### PROBLEM DESCRIPTION
Reproduce verbatim the stretch of the memory offlining thread below from "Re: [PATCH 0/1]" through "the usecase here?".

### DOCUMENT EXCERPT
◆ ◆ ◆ ◆

Re: [PATCH 0/1] memory offline issues with hugepage size > memory block size

2016-09-21 Thread Michal Hocko
On Wed 21-09-16 11:27:48, Dave Hansen wrote:
> On 09/21/2016 11:20 AM, Michal Hocko wrote:
> > I would even question the per page block offlining itself. Why would
> > anybody want to offline few blocks rather than the whole node? What is
> > the usecase here?
> 
> The original reason was so that you could remove a DIMM or a riser card
> full of DIMMs, which are certainly a subset of a node.

OK, I see, thanks for the clarification! I was always thinking more in
node rather than physical memory range hot-remove. I do agree that it
makes sense to free the whole gigantic huge page if we encounter a tail
page for the above use case because losing the gigantic page is
justified when the whole dim goes away.

Thanks!

◆ ◆ ◆ ◆

### SUPPLIED MATERIAL
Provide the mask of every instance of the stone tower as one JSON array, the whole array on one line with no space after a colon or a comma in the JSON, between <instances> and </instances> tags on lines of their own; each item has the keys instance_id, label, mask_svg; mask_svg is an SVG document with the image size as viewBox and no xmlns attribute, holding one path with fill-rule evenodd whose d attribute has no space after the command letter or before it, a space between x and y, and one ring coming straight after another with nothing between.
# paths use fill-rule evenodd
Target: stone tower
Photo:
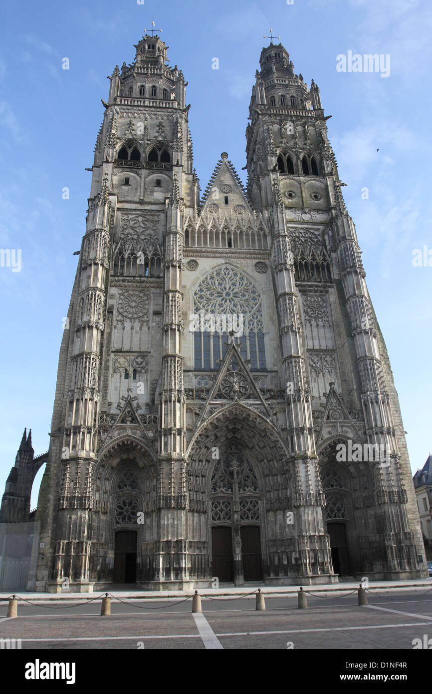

◆ ◆ ◆ ◆

### RESPONSE BELOW
Re: [PATCH 0/1] memory offline issues with hugepage size > memory block size

2016-09-21 Thread Michal Hocko
On Wed 21-09-16 11:27:48, Dave Hansen wrote:
> On 09/21/2016 11:20 AM, Michal Hocko wrote:
> > I would even question the per page block offlining itself. Why would
> > anybody want to offline few blocks rather than the whole node? What is
> > the usecase here?